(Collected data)
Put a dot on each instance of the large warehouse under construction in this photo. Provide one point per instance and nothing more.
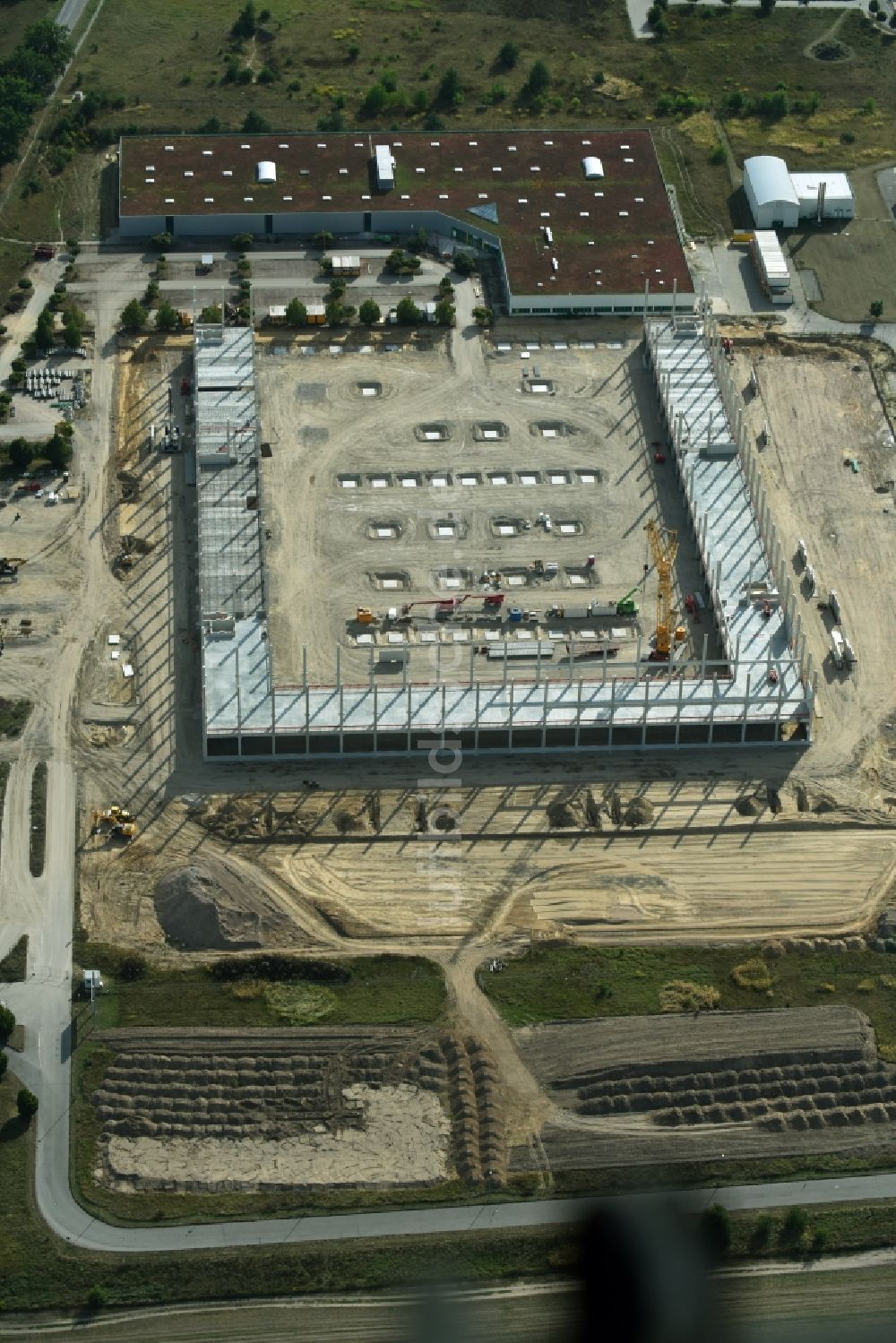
(750, 681)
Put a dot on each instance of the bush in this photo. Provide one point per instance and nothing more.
(794, 1225)
(715, 1230)
(132, 968)
(508, 56)
(276, 968)
(167, 317)
(296, 314)
(26, 1103)
(134, 317)
(683, 995)
(408, 312)
(753, 974)
(538, 82)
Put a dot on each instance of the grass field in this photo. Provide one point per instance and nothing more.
(166, 67)
(855, 263)
(564, 982)
(38, 834)
(15, 963)
(39, 1272)
(383, 992)
(13, 715)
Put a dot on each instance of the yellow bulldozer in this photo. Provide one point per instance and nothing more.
(121, 822)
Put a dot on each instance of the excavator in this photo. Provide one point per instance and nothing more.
(664, 549)
(121, 823)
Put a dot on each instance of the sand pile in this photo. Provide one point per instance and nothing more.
(206, 908)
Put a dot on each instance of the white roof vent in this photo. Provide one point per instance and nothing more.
(384, 166)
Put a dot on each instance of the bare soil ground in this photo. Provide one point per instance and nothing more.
(694, 1088)
(505, 457)
(559, 1053)
(823, 409)
(266, 1109)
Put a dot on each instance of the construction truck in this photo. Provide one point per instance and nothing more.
(120, 822)
(664, 551)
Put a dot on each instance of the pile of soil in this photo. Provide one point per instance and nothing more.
(204, 909)
(638, 813)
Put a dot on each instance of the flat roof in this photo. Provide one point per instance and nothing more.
(608, 236)
(836, 183)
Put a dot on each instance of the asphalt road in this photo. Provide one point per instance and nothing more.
(777, 1305)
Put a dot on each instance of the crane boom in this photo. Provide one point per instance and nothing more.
(664, 549)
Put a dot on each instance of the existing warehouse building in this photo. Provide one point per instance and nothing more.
(578, 222)
(780, 199)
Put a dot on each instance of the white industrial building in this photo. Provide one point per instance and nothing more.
(780, 199)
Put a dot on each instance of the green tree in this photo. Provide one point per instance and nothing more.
(374, 101)
(134, 317)
(794, 1225)
(26, 1103)
(45, 332)
(167, 317)
(22, 457)
(450, 89)
(508, 56)
(408, 312)
(245, 23)
(296, 314)
(73, 325)
(538, 81)
(338, 314)
(255, 125)
(715, 1229)
(58, 452)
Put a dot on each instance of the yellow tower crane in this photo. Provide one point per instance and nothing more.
(664, 548)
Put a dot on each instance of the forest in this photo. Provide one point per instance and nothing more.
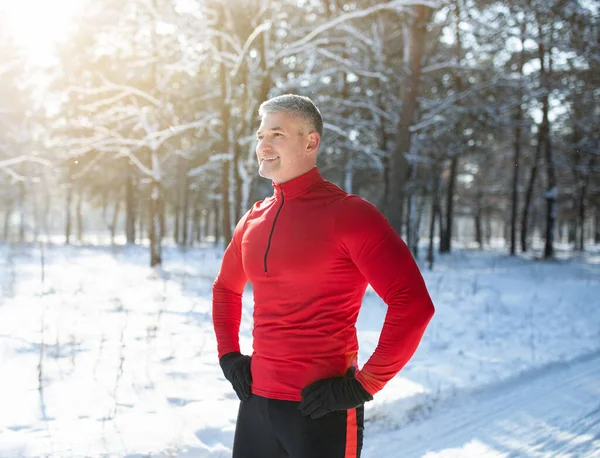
(471, 121)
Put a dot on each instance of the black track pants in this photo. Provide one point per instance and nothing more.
(268, 428)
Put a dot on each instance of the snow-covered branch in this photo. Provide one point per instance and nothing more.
(396, 5)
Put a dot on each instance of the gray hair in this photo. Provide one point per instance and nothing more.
(297, 105)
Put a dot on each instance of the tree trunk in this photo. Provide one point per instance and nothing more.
(225, 145)
(517, 147)
(141, 221)
(155, 222)
(398, 161)
(446, 242)
(79, 216)
(478, 220)
(68, 215)
(597, 224)
(22, 194)
(216, 222)
(581, 217)
(529, 193)
(185, 210)
(203, 225)
(114, 220)
(7, 217)
(488, 226)
(434, 212)
(551, 190)
(129, 210)
(195, 223)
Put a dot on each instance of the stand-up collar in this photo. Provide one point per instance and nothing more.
(298, 185)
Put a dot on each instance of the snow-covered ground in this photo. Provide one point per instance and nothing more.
(103, 356)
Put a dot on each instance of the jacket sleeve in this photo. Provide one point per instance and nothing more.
(227, 294)
(387, 264)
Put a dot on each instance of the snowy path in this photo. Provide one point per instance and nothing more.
(554, 412)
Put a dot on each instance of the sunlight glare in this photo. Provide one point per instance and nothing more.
(37, 24)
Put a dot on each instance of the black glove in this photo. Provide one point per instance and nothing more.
(335, 393)
(236, 368)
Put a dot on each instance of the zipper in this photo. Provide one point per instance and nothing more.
(272, 229)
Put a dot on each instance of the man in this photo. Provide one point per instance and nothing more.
(309, 252)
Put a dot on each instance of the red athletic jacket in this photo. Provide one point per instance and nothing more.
(310, 251)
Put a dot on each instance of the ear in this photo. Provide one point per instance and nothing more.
(314, 140)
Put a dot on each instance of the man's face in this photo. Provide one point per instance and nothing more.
(286, 148)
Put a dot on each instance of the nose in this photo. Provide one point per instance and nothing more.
(263, 146)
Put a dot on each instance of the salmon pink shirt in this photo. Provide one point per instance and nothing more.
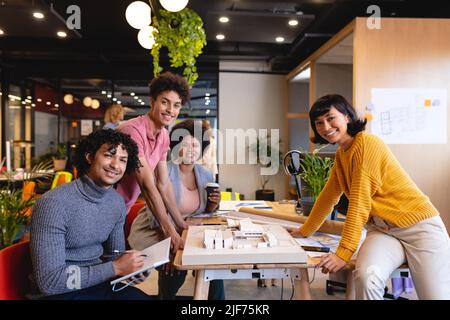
(152, 146)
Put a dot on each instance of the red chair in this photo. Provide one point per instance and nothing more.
(132, 214)
(15, 266)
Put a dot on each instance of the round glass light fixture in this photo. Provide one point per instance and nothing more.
(38, 15)
(138, 14)
(145, 37)
(68, 98)
(95, 104)
(174, 5)
(87, 101)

Exercise = Write the records out again exactly as shown above, keeping no pictures.

Written solution =
Put a dot on each instance of the large warehouse under construction in this photo. Provide one point per instance and nothing more.
(750, 681)
Put a dot on each instance of the bush in this photo. Provide one point per instance and nothing more.
(794, 1225)
(715, 1230)
(132, 968)
(508, 56)
(276, 968)
(167, 317)
(296, 314)
(26, 1103)
(134, 317)
(683, 995)
(408, 312)
(753, 974)
(538, 82)
Put a dot on each instance of the grass field in this photo. Provide one point per instance and nothing more.
(166, 67)
(855, 263)
(564, 982)
(38, 834)
(15, 963)
(39, 1272)
(383, 992)
(13, 715)
Put a dot on each instance of the yellow bulldozer in this photo. Provide one point per instance and nothing more.
(121, 822)
Put a dot on each instance of the excavator in this photo. Provide one point per instance and nothing more.
(664, 549)
(121, 823)
Put a dot on each instance of the sand pile in this photo. Provide one point per instance and nothing more.
(206, 908)
Put a dot on each instance of the white roof vent in this photo. Provide one point per instance and nothing more.
(384, 166)
Put a dot on each instance of the bare soil ground in this photo. Provide one point per instance and nothing more.
(694, 1088)
(505, 457)
(559, 1053)
(823, 409)
(266, 1109)
Put a dot on each instance of the construction truck in this photo. Provide one point per instance and nothing more.
(120, 822)
(664, 551)
Put a dot on each instance of the pile of soil in this photo. Provide one point per instance and nothing more.
(204, 909)
(638, 813)
Put a dot on each instance of the flat roof in this photo. Provide one point per instance and nothing more.
(608, 236)
(836, 183)
Put a dot on each instance of the asphalt road in this photo. Provide one point per instance and nothing more.
(777, 1305)
Put a dot on each instance of the crane boom in this photo. Provide one point per instance and nothing more.
(664, 549)
Put a dot on each instance of the existing warehouse building in this photo. Provide one point per instance and nothing more.
(578, 222)
(780, 199)
Put a dot on each instance of the white industrial building in this photo. Provide one point per instance and nothing more.
(780, 199)
Put a dot on each instance of the green tree in this photo. Provide one point per instance and nothing more.
(374, 101)
(134, 317)
(794, 1225)
(26, 1103)
(45, 332)
(167, 317)
(22, 457)
(450, 89)
(508, 56)
(408, 312)
(245, 23)
(296, 314)
(73, 325)
(538, 81)
(338, 314)
(255, 125)
(715, 1229)
(58, 452)
Put a dot on each instance of the yellow tower crane in this photo. Provide one point per instance and nothing more.
(664, 548)
Put a dot on each instance of the forest in this photo. Provide one point per instance and nothing more.
(471, 121)
Put a dot on each instance of the black track pants in this photo. Provide one point per instance and nothing more.
(268, 428)
Put a dot on each instance of the snow-covered branch in this photo. Provide one point per instance and nothing more.
(396, 5)
Put a dot on each instance of the gray hair in this photo. Provide one point per instance and nothing more.
(297, 105)
Put a dot on each instance of the tree trunk in this photo. Provide one point per instance and nothing more.
(225, 145)
(517, 147)
(141, 221)
(155, 222)
(398, 161)
(446, 242)
(79, 216)
(478, 220)
(68, 215)
(597, 224)
(22, 194)
(216, 222)
(581, 217)
(529, 193)
(185, 210)
(203, 225)
(114, 220)
(7, 217)
(488, 226)
(434, 212)
(551, 190)
(129, 210)
(195, 223)
Put a dot on each instance of the stand-up collar in this photo. Provide one point per instance and nothing more.
(298, 185)
Put a dot on each instance of the snow-covered ground in this photo. Provide one point per instance and nothing more.
(103, 356)
Put a dot on each instance of the jacket sleeve in this photo. Provide one point per instance and nothing more.
(227, 294)
(387, 264)
Put a dot on each instance of the snowy path in this photo. Provide one point per instance and nothing more.
(554, 412)
Put a dot on each instance of the sunlight glare in this photo. Provide one point per instance and nothing more.
(37, 24)
Put a dot on each instance of the black glove in this photo. Provide one point per instance and nothing more.
(335, 393)
(236, 368)
Put a dot on each instance of the zipper in this photo. Provide one point per instance and nothing more.
(272, 229)
Put a dot on each instance of the man in this photo. Provide one point per instance and nothing more.
(309, 252)
Put a dot on each instance of the red athletic jacket in this photo. Provide one point per instance and nothing more.
(310, 251)
Put a dot on each instance of the ear in this photo. Provide one point per instance and nothing more.
(314, 140)
Put a dot on each instance of the man's face in this photo. Provide one point per instance and nothing more.
(286, 148)
Put a dot on each instance of the nose in this photo. Provide one point per instance and nothing more.
(263, 146)
Put a dot on each instance of the salmon pink shirt in this photo. Provide one point per instance and nothing more.
(152, 146)
Put a dot on each instance of the red chair in this photo. Provide one point per instance and nothing more.
(132, 214)
(15, 266)
Put a dot on each instance of the round glass light fixture in this photo. Provide one point per instance and nothing more.
(38, 15)
(138, 14)
(145, 37)
(68, 98)
(95, 104)
(174, 5)
(87, 101)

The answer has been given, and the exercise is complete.